- **How to complete this task**
Look through the records and report how many lines include the word "tripod", with no other words.

(Collected data)
• • • • •
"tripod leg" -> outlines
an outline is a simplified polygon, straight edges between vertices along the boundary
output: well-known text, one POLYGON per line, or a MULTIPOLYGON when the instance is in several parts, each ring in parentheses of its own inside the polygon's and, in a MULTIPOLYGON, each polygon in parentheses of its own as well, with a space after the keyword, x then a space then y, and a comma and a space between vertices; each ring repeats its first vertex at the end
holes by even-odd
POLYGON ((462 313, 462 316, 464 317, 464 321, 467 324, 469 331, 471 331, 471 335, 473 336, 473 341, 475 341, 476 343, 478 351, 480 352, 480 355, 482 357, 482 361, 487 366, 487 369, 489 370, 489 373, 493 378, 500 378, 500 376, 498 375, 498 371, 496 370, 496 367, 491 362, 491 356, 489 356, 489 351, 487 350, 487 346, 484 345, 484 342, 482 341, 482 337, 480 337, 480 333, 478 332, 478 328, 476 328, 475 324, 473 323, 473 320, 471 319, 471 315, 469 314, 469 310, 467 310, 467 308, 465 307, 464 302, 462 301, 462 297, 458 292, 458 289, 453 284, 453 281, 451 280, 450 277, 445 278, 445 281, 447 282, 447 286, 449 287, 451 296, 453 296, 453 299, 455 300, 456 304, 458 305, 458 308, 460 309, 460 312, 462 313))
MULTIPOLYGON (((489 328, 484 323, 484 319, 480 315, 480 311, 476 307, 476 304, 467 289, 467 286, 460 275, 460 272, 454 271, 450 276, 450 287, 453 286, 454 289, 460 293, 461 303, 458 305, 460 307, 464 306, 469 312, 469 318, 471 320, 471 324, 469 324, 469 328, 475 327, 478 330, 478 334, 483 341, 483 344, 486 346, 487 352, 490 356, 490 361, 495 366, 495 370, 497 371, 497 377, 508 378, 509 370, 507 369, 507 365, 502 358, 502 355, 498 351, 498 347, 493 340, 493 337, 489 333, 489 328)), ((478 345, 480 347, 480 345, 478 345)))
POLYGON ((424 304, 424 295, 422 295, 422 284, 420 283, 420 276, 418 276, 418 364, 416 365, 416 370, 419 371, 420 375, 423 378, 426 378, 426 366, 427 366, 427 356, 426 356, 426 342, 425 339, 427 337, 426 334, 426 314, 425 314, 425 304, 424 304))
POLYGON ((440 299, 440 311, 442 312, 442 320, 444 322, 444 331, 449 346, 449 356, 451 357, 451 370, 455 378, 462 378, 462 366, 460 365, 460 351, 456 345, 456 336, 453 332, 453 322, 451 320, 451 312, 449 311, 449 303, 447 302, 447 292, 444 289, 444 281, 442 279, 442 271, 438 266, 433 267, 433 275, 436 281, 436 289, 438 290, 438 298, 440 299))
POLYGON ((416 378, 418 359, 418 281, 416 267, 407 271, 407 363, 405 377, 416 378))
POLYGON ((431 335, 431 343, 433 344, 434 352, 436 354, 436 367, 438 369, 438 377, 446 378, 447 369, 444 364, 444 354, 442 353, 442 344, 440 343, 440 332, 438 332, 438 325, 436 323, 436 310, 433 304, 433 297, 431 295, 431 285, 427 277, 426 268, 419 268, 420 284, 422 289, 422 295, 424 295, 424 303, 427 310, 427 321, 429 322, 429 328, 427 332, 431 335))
• • • • •
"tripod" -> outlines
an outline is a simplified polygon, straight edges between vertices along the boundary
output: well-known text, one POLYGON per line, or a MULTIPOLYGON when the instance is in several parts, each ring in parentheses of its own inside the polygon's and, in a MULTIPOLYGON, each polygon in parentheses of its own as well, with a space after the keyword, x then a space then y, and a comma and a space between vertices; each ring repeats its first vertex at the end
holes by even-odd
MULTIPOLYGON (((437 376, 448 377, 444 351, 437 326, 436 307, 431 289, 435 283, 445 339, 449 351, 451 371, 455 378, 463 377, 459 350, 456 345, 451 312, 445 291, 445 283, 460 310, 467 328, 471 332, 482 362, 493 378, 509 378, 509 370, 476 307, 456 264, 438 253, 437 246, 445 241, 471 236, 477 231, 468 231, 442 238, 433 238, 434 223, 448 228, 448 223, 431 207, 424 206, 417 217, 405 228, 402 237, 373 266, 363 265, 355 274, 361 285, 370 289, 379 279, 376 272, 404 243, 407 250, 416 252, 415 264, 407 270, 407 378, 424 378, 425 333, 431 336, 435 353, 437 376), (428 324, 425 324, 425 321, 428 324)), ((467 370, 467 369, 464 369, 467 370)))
• • • • •
- **Reply to the task**
2